__Brief__
Your task is to transcribe all the entries exactly, excluding pictures.

(Location labeling records)
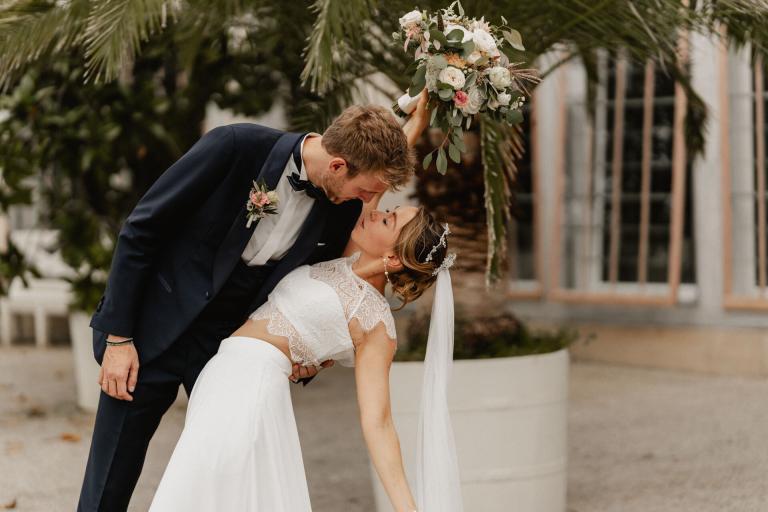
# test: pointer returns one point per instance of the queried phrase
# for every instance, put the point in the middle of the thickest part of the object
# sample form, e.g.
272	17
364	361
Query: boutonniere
261	202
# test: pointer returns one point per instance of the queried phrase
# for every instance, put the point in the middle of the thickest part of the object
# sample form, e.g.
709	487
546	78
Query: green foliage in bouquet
478	337
469	67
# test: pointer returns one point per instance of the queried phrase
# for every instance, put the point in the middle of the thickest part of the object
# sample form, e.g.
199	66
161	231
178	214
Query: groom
189	268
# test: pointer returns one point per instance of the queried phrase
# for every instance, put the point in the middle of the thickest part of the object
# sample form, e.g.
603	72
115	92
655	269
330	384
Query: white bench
43	298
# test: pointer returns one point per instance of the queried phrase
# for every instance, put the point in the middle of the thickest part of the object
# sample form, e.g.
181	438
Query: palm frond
497	153
30	29
114	31
338	29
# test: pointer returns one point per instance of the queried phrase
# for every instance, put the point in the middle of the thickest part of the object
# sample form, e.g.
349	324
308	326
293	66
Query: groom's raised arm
182	186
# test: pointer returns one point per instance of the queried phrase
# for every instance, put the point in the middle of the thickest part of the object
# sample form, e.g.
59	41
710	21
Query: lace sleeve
372	311
278	325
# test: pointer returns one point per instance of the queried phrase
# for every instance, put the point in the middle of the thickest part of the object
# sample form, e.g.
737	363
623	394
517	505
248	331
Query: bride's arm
373	358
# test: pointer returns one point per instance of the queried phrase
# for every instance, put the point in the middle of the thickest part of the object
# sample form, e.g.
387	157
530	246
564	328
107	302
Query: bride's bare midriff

__Exercise answer__
# test: pointer returns one point per instance of the queried phrase
# for every instance, put the point in the middle of the thickest part of the object
# sample form, e.g.
272	17
364	361
Query: boutonniere
261	202
# test: pointer returns one point per instance of the queried phrase
# for every instance, put the point in the middle of the thickest part of the object
# sample form, e.g.
709	487
546	78
Query: green foliage in bouquet
478	337
469	67
# test: pointer returns one point per instance of the queried phrase
# for every instance, put the point in the middle of the thickest part of the object
# sample form, e.g.
199	66
161	231
178	214
Query: groom
189	268
# test: pointer returns one point per instance of the queried phrase
# for every instance, put the point in the middle of the thickest part of the object
# sample form, e.g.
603	72
115	92
655	269
330	384
Query: white bench
43	298
# test: pointer returns one point per instance of the queried phrase
# for every instance, put the point in the middle of the thickest part of the object
# sample form, e.g.
181	438
Query: palm frond
497	153
30	29
114	31
338	29
# test: pointer returns one point per instance of the queried phrase
# for every instance, put the point in the middle of the thickest part of the object
# sample form, e.g.
349	324
308	326
293	66
Query: groom's raised arm
182	186
# test: pointer returns one point per instance of the queried phrase
# for every instance, put the point in the middle of the thickest part of the object
# sample form, e.g.
59	41
710	21
Query: lace sleeve
372	311
278	325
# test: pointer returns one point per instance of the queried phrase
# for every instance, put the point in the middle of the thickest part of the object
# sample form, e.g.
737	363
623	394
517	505
248	331
Query: bride's arm
373	358
# test: pointer returns one point per instance of the queried phrase
# for every instance, put the point in the middle of the thickest part of the object
# sample form, e.g.
387	157
530	246
564	328
107	302
Query: bride's bare midriff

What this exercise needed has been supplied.